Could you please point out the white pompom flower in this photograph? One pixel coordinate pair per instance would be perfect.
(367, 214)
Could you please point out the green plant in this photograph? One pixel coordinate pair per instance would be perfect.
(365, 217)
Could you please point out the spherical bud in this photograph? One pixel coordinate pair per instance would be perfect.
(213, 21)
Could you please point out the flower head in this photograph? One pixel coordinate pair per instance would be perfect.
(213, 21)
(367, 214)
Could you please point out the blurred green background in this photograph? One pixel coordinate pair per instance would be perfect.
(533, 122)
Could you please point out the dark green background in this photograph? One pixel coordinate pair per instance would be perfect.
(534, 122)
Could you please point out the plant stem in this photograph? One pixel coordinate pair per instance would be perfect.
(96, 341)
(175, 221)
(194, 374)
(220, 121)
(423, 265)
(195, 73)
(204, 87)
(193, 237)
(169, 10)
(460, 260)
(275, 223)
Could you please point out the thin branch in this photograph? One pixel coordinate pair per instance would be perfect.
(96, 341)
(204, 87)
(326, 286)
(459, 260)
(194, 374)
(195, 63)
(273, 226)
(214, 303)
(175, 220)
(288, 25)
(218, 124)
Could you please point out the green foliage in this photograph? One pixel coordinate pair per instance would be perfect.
******************************
What is required: Give the listing above again in full, with no word altered.

Solution:
Could you please point out the white pompom flower in this photograph? One pixel coordinate pair per instance would be perfect.
(367, 214)
Could you please point out the green plant in this photograph? One pixel coordinate pair per instance would be perfect.
(365, 217)
Could you please point out the spherical bud in this photograph? One pixel coordinate pair per instance would be perfect.
(213, 21)
Could you please point out the flower head in this photograph? One pixel coordinate pair per instance would be perfect.
(213, 21)
(367, 214)
Could you please point out the blurred green background in this photograph? One pixel coordinate pair per instance would be perfect.
(533, 122)
Could you please point out the dark green background in this photograph? One pixel coordinate pair per instance would be perfect.
(534, 122)
Could you please point out the plant stem in this photograph? One pixel coordinate pair per instance would be perfect.
(96, 341)
(175, 221)
(194, 374)
(220, 121)
(423, 265)
(195, 73)
(204, 87)
(193, 237)
(169, 10)
(460, 260)
(275, 223)
Could you please point out the thin branch in this photograph? One pixel coordinate pair per instance would be perfect.
(96, 341)
(204, 87)
(326, 286)
(459, 260)
(194, 374)
(195, 63)
(273, 226)
(214, 303)
(175, 220)
(288, 25)
(218, 124)
Could you please point out the green foliage in this photograph? One pixel coordinate pair per instance would be perfect.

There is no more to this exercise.